* Problem details *
Make an exact copy of the whole listing, but leave its pictures out.

--------------------------------------------------

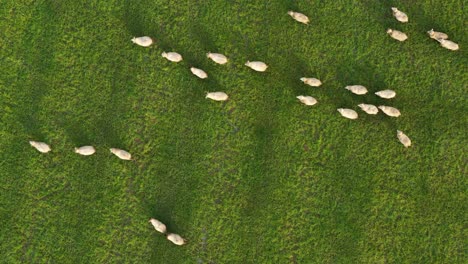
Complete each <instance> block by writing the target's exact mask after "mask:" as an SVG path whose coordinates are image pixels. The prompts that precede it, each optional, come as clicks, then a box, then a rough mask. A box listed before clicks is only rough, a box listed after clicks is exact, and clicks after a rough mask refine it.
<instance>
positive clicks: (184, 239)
mask: <svg viewBox="0 0 468 264" xmlns="http://www.w3.org/2000/svg"><path fill="white" fill-rule="evenodd" d="M167 239H168V240H169V241H171V242H172V243H174V244H176V245H178V246H182V245H184V244H185V243H186V242H187V241H186V240H185V239H183V238H182V237H181V236H179V235H177V234H168V235H167Z"/></svg>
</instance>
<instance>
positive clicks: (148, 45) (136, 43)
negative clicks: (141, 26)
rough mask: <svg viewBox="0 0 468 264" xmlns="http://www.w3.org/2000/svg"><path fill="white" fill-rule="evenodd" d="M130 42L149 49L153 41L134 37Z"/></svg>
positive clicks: (140, 37) (150, 39)
mask: <svg viewBox="0 0 468 264" xmlns="http://www.w3.org/2000/svg"><path fill="white" fill-rule="evenodd" d="M132 42H133V43H135V44H137V45H138V46H142V47H149V46H151V44H153V40H152V39H151V38H150V37H138V38H136V37H134V38H132Z"/></svg>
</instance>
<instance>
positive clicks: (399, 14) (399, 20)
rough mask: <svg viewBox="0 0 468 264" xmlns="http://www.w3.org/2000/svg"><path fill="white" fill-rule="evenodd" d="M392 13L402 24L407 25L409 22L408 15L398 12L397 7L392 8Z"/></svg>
mask: <svg viewBox="0 0 468 264" xmlns="http://www.w3.org/2000/svg"><path fill="white" fill-rule="evenodd" d="M392 13H393V16H394V17H395V18H396V19H397V20H398V21H400V22H402V23H407V22H408V15H406V14H405V13H403V12H401V11H400V10H398V8H396V7H392Z"/></svg>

--------------------------------------------------

* The answer *
Complete each <instance> block by writing the target's exact mask after "mask:" as an SVG path whose coordinates are image pixels. The prompts that precede it, each optional, come as clicks, then a box, then a rough mask. A box listed before clicks is only rough, a box listed after clicks is exact, and clicks after a rough mask refine it.
<instance>
positive clicks: (184, 239)
mask: <svg viewBox="0 0 468 264" xmlns="http://www.w3.org/2000/svg"><path fill="white" fill-rule="evenodd" d="M167 239H168V240H169V241H171V242H172V243H174V244H176V245H178V246H182V245H184V244H185V243H186V242H187V241H186V240H185V239H183V238H182V237H181V236H179V235H177V234H168V235H167Z"/></svg>
</instance>
<instance>
positive clicks: (148, 45) (136, 43)
negative clicks: (141, 26)
rough mask: <svg viewBox="0 0 468 264" xmlns="http://www.w3.org/2000/svg"><path fill="white" fill-rule="evenodd" d="M130 42L149 49L153 41L134 37Z"/></svg>
positive clicks: (140, 37) (150, 39)
mask: <svg viewBox="0 0 468 264" xmlns="http://www.w3.org/2000/svg"><path fill="white" fill-rule="evenodd" d="M132 42H133V43H135V44H137V45H138V46H142V47H149V46H151V44H153V40H152V39H151V38H150V37H138V38H136V37H134V38H132Z"/></svg>
</instance>
<instance>
positive clicks: (399, 14) (399, 20)
rough mask: <svg viewBox="0 0 468 264" xmlns="http://www.w3.org/2000/svg"><path fill="white" fill-rule="evenodd" d="M392 13L402 24L407 25L409 22L408 15L398 12L397 7L392 8Z"/></svg>
mask: <svg viewBox="0 0 468 264" xmlns="http://www.w3.org/2000/svg"><path fill="white" fill-rule="evenodd" d="M392 13H393V16H394V17H395V18H396V19H397V20H398V21H400V22H402V23H407V22H408V15H406V14H405V13H403V12H401V11H400V10H398V8H396V7H392Z"/></svg>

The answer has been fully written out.